*Instruction a*:
Repeat everything in the backup rule text from "Maintain at least" down to "once drops dramatically.", word for word.

─── Passage shown

Backup 3-2-1 Rule

The 3-2-1 backup rule is one of the oldest and most reliable strategies for protecting data. Originally popularized by photographer Peter Krogh in his book The DAM Book: Digital Asset Management for Photographers, it remains the foundation of nearly every modern backup policy. The rule is simple: keep 3 copies of your data, on 2 different types of media, with 1 copy stored offsite.

The strategy is endorsed by the US-CERT (Cybersecurity and Infrastructure Security Agency) and referenced in the NIST SP 800-34 Rev. 1 - Contingency Planning Guide as a foundational element of data protection.

The Rule Explained

	Copy 1	Copy 2	Copy 3
Role	Production	Local Backup	Offsite Backup
Media	SSD / NVMe	HDD / NAS / Tape	Cloud / Remote DC
Location	Local Site	Local Site	Remote Site

3 Copies

Maintain at least three copies of your data: the original (production) and two backups. A single backup is not enough because both the original and the backup can fail simultaneously. Disk failures, ransomware, accidental deletion, or software bugs can corrupt data without warning. With three copies, the probability of losing all of them at once drops dramatically.

──────

*Instruction b*:
Count the lines of the records that contain the string "bark", with case counting, and give only the number.

─── Task input

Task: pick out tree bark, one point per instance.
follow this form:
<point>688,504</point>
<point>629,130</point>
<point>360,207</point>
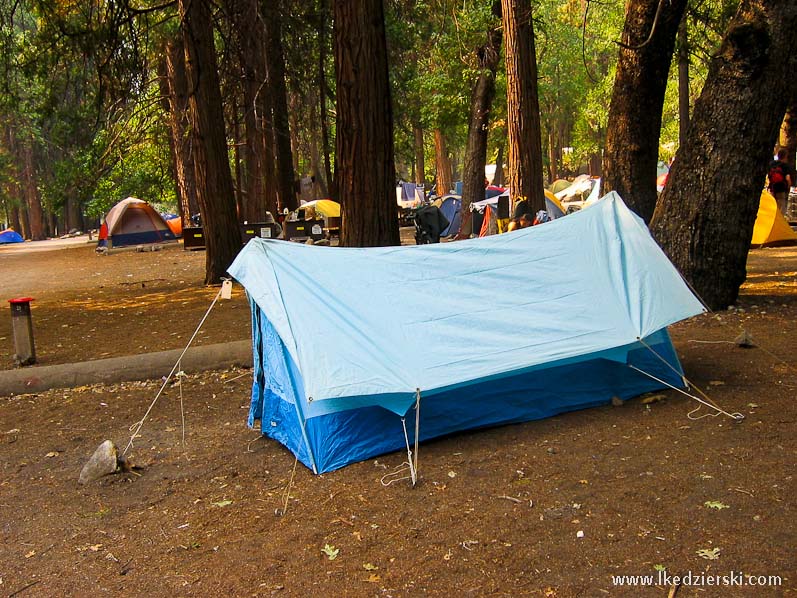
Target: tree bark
<point>31,192</point>
<point>683,82</point>
<point>258,185</point>
<point>442,164</point>
<point>176,89</point>
<point>788,131</point>
<point>420,165</point>
<point>365,163</point>
<point>275,60</point>
<point>481,105</point>
<point>211,163</point>
<point>323,92</point>
<point>522,105</point>
<point>634,126</point>
<point>704,219</point>
<point>498,179</point>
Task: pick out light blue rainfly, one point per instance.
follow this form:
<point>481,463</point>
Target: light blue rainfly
<point>345,336</point>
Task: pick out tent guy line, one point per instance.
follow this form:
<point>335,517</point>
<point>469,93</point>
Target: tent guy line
<point>136,427</point>
<point>357,346</point>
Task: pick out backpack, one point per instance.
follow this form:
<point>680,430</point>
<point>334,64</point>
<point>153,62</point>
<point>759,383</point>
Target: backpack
<point>776,176</point>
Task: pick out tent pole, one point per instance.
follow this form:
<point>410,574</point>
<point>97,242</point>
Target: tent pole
<point>417,432</point>
<point>733,416</point>
<point>302,421</point>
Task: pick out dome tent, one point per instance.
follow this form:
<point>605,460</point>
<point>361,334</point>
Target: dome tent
<point>134,222</point>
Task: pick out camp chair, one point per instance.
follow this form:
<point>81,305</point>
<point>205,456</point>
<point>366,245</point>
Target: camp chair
<point>429,223</point>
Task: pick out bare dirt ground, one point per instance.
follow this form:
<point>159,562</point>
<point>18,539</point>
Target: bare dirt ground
<point>496,512</point>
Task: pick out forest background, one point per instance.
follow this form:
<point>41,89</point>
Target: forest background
<point>220,107</point>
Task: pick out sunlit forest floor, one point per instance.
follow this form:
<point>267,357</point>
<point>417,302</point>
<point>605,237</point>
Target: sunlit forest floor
<point>549,508</point>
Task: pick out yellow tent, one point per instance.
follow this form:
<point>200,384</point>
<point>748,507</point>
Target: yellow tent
<point>324,207</point>
<point>771,227</point>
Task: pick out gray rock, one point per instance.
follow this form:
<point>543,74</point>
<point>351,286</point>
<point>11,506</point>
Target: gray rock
<point>103,462</point>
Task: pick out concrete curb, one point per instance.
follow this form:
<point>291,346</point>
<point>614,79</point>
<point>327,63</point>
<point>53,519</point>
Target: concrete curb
<point>119,369</point>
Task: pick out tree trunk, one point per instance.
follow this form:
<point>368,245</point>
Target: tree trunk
<point>279,94</point>
<point>323,92</point>
<point>788,132</point>
<point>481,105</point>
<point>522,105</point>
<point>704,219</point>
<point>365,170</point>
<point>177,95</point>
<point>211,163</point>
<point>553,171</point>
<point>683,82</point>
<point>31,192</point>
<point>259,196</point>
<point>420,165</point>
<point>634,126</point>
<point>498,178</point>
<point>72,214</point>
<point>442,164</point>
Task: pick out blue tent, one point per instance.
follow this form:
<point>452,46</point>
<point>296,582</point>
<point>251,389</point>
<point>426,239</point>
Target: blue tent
<point>451,206</point>
<point>10,236</point>
<point>487,331</point>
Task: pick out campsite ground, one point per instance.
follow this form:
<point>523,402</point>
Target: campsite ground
<point>496,512</point>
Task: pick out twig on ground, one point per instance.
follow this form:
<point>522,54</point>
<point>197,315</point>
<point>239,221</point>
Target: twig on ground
<point>23,588</point>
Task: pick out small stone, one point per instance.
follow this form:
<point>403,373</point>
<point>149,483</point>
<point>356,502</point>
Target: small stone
<point>744,340</point>
<point>103,462</point>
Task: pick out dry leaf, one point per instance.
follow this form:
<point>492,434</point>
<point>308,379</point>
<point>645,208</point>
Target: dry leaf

──────

*Response a*:
Maintain at least three copies of your data: the original (production) and two backups. A single backup is not enough because both the original and the backup can fail simultaneously. Disk failures, ransomware, accidental deletion, or software bugs can corrupt data without warning. With three copies, the probability of losing all of them at once drops dramatically.

*Response b*:
2